Alter the material from its first line up to and including the line with "205L1016 206L1000 196L997", replacing "rough mask" with "coarse mask" and leaving everything else unchanged.

Study material Block Start

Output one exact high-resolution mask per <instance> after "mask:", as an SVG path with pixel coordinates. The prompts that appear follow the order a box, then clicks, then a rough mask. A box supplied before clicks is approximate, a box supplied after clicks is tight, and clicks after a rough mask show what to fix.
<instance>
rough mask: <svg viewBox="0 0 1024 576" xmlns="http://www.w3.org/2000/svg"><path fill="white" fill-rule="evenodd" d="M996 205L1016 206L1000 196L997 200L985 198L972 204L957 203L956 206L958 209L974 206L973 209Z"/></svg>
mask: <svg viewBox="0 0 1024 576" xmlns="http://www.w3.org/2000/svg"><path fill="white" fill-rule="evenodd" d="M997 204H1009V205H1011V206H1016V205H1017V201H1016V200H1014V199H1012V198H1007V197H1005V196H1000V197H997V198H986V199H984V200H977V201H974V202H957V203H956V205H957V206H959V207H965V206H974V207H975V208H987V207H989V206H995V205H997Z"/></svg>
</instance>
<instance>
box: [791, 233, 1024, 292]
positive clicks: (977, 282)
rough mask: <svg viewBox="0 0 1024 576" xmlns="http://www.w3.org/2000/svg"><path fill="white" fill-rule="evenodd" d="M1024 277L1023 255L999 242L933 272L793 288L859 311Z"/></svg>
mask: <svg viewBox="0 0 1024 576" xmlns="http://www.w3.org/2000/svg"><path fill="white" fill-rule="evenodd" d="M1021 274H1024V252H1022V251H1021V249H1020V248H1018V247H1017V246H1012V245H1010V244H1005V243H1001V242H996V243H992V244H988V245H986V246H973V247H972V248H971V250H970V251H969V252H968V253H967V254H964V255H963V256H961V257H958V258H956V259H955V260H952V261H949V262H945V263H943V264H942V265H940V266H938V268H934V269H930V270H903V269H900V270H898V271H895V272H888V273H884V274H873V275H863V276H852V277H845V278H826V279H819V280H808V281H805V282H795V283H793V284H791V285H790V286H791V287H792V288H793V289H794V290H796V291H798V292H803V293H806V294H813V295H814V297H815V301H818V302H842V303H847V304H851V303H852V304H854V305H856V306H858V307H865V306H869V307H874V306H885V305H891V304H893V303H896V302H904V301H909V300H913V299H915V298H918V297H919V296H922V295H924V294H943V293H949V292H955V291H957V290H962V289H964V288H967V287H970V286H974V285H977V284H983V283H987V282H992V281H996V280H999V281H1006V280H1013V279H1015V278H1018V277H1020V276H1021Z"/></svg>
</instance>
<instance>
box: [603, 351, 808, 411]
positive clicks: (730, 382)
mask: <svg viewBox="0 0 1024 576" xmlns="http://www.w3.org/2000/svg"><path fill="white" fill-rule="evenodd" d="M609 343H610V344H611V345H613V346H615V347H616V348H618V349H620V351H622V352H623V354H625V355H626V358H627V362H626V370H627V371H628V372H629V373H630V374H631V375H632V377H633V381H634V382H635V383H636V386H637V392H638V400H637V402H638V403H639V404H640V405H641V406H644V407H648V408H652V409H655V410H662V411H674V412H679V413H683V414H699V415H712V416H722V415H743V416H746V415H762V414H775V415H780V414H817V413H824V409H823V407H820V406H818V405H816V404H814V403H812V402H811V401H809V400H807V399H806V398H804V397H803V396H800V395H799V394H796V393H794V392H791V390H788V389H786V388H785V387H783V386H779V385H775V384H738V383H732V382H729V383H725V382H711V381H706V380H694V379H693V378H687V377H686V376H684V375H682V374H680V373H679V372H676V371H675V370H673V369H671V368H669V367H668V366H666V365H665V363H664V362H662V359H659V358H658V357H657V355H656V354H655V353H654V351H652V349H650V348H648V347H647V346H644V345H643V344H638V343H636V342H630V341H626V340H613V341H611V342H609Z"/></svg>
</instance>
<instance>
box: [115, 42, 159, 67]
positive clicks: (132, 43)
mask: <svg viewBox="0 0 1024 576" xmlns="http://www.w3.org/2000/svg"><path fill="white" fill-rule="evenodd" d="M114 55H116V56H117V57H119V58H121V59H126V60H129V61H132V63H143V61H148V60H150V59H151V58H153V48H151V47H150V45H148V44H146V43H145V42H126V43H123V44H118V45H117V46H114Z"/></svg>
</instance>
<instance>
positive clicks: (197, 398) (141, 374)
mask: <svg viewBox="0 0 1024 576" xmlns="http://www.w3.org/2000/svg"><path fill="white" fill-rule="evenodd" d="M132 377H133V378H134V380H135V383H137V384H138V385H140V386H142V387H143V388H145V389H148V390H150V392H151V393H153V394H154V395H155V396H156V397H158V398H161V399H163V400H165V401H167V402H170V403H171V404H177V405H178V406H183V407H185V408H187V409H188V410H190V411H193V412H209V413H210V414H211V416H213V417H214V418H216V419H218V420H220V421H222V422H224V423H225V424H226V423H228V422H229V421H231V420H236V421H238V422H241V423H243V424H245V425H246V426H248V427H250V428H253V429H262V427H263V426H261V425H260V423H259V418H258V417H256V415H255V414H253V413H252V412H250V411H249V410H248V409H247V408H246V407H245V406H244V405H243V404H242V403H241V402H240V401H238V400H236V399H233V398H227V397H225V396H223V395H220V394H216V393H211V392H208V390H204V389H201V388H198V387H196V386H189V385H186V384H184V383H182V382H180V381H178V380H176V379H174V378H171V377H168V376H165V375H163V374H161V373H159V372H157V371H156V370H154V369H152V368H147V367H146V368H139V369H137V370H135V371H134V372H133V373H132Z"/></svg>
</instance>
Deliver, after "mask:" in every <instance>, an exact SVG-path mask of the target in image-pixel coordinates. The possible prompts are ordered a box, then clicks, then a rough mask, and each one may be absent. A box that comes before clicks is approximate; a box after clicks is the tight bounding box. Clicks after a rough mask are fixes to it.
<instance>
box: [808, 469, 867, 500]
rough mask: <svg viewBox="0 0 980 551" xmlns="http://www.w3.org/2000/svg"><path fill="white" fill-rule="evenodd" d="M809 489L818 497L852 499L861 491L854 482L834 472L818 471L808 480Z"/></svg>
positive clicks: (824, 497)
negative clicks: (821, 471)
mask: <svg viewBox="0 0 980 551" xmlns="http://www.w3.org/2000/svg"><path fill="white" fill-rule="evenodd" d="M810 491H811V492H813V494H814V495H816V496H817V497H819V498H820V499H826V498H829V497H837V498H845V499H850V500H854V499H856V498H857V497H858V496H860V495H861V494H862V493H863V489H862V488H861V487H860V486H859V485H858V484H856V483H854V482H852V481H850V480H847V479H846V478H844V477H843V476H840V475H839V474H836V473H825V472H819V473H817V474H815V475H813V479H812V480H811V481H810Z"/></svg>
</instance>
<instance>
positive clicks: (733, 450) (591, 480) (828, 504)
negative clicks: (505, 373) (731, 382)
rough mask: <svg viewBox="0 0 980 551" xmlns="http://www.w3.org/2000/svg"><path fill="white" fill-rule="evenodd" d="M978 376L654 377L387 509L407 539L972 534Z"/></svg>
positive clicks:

Study material Block End

**Solution**
Output one exact high-resolution mask per <instance> after "mask:", as an SVG path with pixel coordinates. The prompts that appear follow the order a box, then clicks, then a coarse mask. A box supplied before clicks is approximate, a box supplied after clicks is tight, and clicks after a coarse mask show what to fix.
<instance>
coarse mask: <svg viewBox="0 0 1024 576" xmlns="http://www.w3.org/2000/svg"><path fill="white" fill-rule="evenodd" d="M996 205L1016 206L1000 196L997 200L985 198L972 204L957 203L956 206L958 209L974 206L973 209Z"/></svg>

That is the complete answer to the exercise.